* Problem *
Aşağıdaki hac yolculuğu metninde "Âlemin kalbine yolculuk*" sözlerinden aşağıya, "Âlemlerin Rabbine hamdolsun." sözlerine kadar uzanan bölümün tamamını hiç değiştirmeden yazdırır mısın?

* Verilen Metin *
● ● ● ● ● ● ●

Âlemin kalbine yolculuk*

“Orada apaçık işaretler, İbrahim'in makamı vardır. Kim oraya girerse güvende olur. Oraya ulaşmaya yol bulabilenin Ev'i haccetmesi Allah'ın insanlar üzerinde bir hakkıdır. Kim de inkâr ederse Allah'ın âlemlerden bir şeye ihtiyacı yoktur.” Âl-i İmran: 97

Vira bismillah… Kur’an rehberimiz, takva azığımız olsun. Âlemlerin Rabbine hamdolsun.

Uçakla önce Konya, sonra Antalya, Akdeniz, Kahire, Kızıldeniz semalarından geçtik. Havanın açık olduğu yerlerde şehirleri; kapalı olduğu yerlerde bulutları, yağmuru, şimşekleri gördük. Konya Havaalanı’ndan ayrılmadan önce bütün yolcular grup rehberimiz Asım Hoca'nın ve arkadaşlarının yardımı ile ihramlarını giymişlerdi. Müftülüğün eğitim seminerlerinde ihramın ne olduğu, nasıl giyileceği, giydikten sonra nelere dikkat edileceği uzun uzun anlatılmıştı hac yolcularına. Buna rağmen Asım Hoca, uçakta önemli hususları onlara tekrar hatırlattı:

“Gördüğünüz gibi ihram iki parça kumaş veya havludan oluşuyor. Birini vücudunuzun altına diğerini de vücudunuzun üst kısmını sararsınız. Belinize kemer gibi bir şey takabilirsiniz. Fakat hem ihramınız hem kemeriniz dikişsiz olmalı. İhram bize kefeni hatırlatır. Ayağımız ve başımız çıplak. Elbiselerimizi soyunduk. Annemizden doğduğumuz günkü gibiyiz.”

● ● ● ● ● ● ●

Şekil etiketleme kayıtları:
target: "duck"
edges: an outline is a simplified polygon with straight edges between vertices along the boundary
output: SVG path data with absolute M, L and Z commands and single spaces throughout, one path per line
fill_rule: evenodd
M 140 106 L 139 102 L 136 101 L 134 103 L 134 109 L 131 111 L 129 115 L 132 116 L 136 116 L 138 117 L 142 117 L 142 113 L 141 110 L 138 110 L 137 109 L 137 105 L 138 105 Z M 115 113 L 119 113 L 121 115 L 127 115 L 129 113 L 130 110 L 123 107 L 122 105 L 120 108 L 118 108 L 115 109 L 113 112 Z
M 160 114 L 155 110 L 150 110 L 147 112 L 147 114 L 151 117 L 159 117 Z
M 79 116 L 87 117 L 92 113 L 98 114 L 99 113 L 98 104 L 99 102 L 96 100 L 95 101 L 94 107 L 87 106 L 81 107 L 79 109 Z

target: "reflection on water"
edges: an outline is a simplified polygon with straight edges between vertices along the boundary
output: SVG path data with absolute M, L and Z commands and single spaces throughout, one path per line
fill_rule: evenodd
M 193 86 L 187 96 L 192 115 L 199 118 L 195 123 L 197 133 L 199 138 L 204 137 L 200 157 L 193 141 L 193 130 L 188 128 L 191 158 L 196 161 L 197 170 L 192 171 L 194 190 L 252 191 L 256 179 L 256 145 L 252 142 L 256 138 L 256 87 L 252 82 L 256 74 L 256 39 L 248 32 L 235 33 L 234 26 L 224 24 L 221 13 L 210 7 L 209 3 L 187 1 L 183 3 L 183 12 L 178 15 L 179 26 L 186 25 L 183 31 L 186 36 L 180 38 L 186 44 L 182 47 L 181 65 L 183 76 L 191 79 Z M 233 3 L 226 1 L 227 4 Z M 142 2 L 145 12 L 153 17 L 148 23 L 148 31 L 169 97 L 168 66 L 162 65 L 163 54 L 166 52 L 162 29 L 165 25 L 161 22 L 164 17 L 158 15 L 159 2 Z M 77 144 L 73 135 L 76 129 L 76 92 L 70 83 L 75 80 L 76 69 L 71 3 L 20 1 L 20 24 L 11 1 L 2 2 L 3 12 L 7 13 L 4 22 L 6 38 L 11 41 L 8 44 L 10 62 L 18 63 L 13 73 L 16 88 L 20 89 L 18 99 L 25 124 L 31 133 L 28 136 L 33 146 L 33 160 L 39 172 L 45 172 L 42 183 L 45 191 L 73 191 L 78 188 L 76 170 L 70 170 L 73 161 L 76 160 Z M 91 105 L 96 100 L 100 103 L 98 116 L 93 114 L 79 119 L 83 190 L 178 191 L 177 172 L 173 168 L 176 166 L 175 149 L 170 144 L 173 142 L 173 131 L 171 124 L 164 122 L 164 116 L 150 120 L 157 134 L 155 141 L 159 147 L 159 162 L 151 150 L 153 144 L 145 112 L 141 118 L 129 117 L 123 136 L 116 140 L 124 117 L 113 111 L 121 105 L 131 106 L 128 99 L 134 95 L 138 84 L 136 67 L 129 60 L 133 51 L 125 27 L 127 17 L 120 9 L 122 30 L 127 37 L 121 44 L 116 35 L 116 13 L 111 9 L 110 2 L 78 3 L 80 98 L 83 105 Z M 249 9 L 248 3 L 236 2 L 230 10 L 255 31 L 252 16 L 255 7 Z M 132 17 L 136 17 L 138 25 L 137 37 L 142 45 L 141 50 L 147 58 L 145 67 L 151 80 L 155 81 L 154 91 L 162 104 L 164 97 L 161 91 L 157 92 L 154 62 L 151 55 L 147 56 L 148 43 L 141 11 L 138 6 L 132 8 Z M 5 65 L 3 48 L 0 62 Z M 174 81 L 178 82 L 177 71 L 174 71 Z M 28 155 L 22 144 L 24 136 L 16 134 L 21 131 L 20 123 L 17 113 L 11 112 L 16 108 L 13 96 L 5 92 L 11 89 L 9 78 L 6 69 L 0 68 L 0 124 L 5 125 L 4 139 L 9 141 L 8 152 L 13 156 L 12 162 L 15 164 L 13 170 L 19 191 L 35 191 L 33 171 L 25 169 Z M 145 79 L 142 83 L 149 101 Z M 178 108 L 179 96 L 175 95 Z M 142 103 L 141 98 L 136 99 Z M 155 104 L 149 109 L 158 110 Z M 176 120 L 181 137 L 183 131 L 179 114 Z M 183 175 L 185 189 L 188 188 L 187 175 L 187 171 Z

● ● ● ● ● ● ●

* Yanıt *
Âlemin kalbine yolculuk*

“Orada apaçık işaretler, İbrahim'in makamı vardır. Kim oraya girerse güvende olur. Oraya ulaşmaya yol bulabilenin Ev'i haccetmesi Allah'ın insanlar üzerinde bir hakkıdır. Kim de inkâr ederse Allah'ın âlemlerden bir şeye ihtiyacı yoktur.” Âl-i İmran: 97

Vira bismillah… Kur’an rehberimiz, takva azığımız olsun. Âlemlerin Rabbine hamdolsun.